#### The problem:
Render every line of the rows below as a numbered list, omitting blank lines and leaving out the pictures.

— begin Stored records —

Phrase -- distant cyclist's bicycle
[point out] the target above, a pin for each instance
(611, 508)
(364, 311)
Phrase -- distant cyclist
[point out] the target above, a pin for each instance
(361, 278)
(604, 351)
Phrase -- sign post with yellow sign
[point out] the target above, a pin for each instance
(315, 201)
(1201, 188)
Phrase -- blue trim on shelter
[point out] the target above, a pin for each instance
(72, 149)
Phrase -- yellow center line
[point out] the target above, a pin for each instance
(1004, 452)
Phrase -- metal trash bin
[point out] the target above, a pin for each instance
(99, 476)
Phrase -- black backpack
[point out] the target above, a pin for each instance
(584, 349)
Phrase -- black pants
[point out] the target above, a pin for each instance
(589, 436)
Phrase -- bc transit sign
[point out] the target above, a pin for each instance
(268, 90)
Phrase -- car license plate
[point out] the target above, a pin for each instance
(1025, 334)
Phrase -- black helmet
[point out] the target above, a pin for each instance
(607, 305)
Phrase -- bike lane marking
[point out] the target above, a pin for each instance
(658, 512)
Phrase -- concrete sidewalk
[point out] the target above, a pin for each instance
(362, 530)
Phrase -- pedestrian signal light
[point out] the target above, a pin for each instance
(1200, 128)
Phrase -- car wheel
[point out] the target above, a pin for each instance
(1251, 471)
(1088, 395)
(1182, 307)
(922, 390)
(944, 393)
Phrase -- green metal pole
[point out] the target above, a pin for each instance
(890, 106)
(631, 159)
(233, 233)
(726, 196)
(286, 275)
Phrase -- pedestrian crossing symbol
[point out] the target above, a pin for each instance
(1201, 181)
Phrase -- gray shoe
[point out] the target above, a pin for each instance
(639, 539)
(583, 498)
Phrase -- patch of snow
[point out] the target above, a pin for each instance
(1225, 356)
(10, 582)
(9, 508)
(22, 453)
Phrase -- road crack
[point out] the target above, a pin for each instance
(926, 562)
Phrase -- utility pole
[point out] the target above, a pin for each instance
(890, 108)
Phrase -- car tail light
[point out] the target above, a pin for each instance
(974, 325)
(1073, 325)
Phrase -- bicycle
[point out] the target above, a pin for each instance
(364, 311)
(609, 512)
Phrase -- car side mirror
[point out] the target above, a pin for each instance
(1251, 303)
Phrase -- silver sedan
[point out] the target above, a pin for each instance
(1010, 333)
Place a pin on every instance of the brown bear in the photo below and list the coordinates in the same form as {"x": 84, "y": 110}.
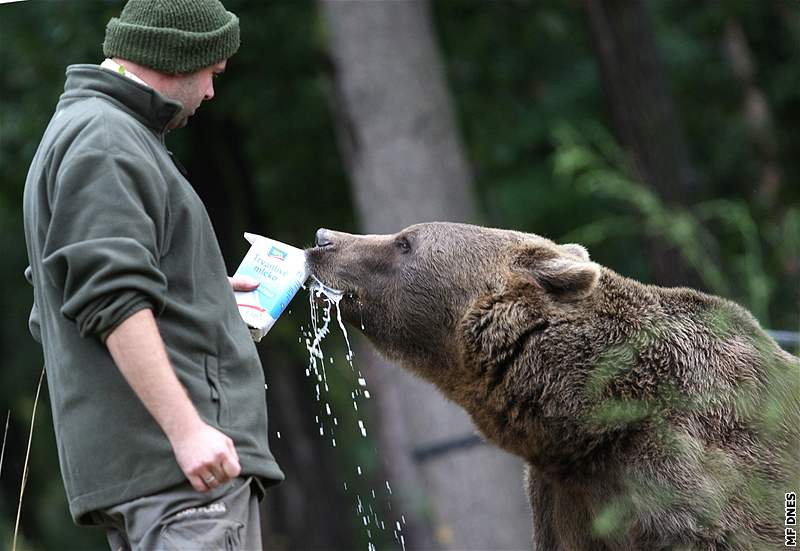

— end Stored records —

#### Finished task:
1. Phrase -- distant cyclist's bicycle
2. [point out] the target above, a pin for each instance
3. (611, 508)
4. (364, 311)
5. Phrase -- distant cyclist
6. [point out] the target above, a pin for each instance
7. (361, 278)
8. (604, 351)
9. Phrase -- sign post with yellow sign
10. [point out] the target above, a pin for each instance
11. (315, 201)
12. (1201, 188)
13. Phrase -- blue trim on shelter
14. [point out] the target above, a pin for each instance
15. (72, 149)
16. Phrase -- yellow center line
17. [point out] the target above, a pin for each instance
18. (1004, 452)
19. Phrase -- metal trash bin
20. [point out] the target above, a pin for each instance
21. (99, 476)
22. Phrase -- black backpack
23. [point out] the target above, a pin for each instance
24. (584, 349)
25. Phrase -- black pants
26. [point out] the target above, a pin for each instance
27. (589, 436)
28. Phrase -- bc transit sign
29. [point out] the target above, a pin for each instance
30. (268, 90)
31. Phrase -- car license plate
32. [point out] the target above, a pin for each instance
33. (1025, 334)
34. Phrase -- black helmet
35. [point out] the target above, a pin for each instance
36. (607, 305)
37. Phrase -- bike lane marking
38. [point out] the target above, a pin for each instance
39. (658, 512)
40. Phrase -- concrete sidewalk
41. [point out] the target above, a pin for each instance
42. (362, 530)
43. Phrase -- pedestrian signal light
44. [point out] the target above, a pin for each instance
45. (1200, 128)
46. Phrase -- car wheel
47. [point out] the target above, a pin for each instance
48. (1251, 471)
49. (1088, 395)
50. (1182, 307)
51. (922, 390)
52. (944, 393)
53. Phrase -- green metal pole
54. [point out] the target above, a pin for each instance
55. (890, 106)
56. (631, 159)
57. (233, 233)
58. (726, 196)
59. (286, 275)
60. Phrase -- pedestrian crossing symbol
61. [point out] the target above, a pin for each instance
62. (1201, 181)
63. Phrase -- gray shoe
64. [point out] the target above, a pin for each instance
65. (639, 539)
66. (583, 498)
67. Phrase -- patch of snow
68. [point out] the target above, a pin for each instance
69. (1225, 356)
70. (10, 582)
71. (9, 508)
72. (22, 453)
73. Phrase -- road crack
74. [point out] the target above, a pin for each instance
75. (926, 562)
76. Phrase -- utility pole
77. [point out] the target above, a pin for each instance
78. (890, 108)
79. Phrase -- car tail light
80. [point out] the target above, a pin for each instance
81. (974, 325)
82. (1073, 325)
83. Phrase -- bicycle
84. [point out] the target above, a pin for each instance
85. (364, 311)
86. (609, 512)
87. Phrase -- car side mirror
88. [point out] the target above, a pin for each instance
89. (1251, 303)
90. Phrase -- silver sedan
91. [point out] the target above, a pin for each instance
92. (1010, 333)
93. Place a pin on every instance of the brown bear in the photo below and list the coordinates in the same form as {"x": 84, "y": 110}.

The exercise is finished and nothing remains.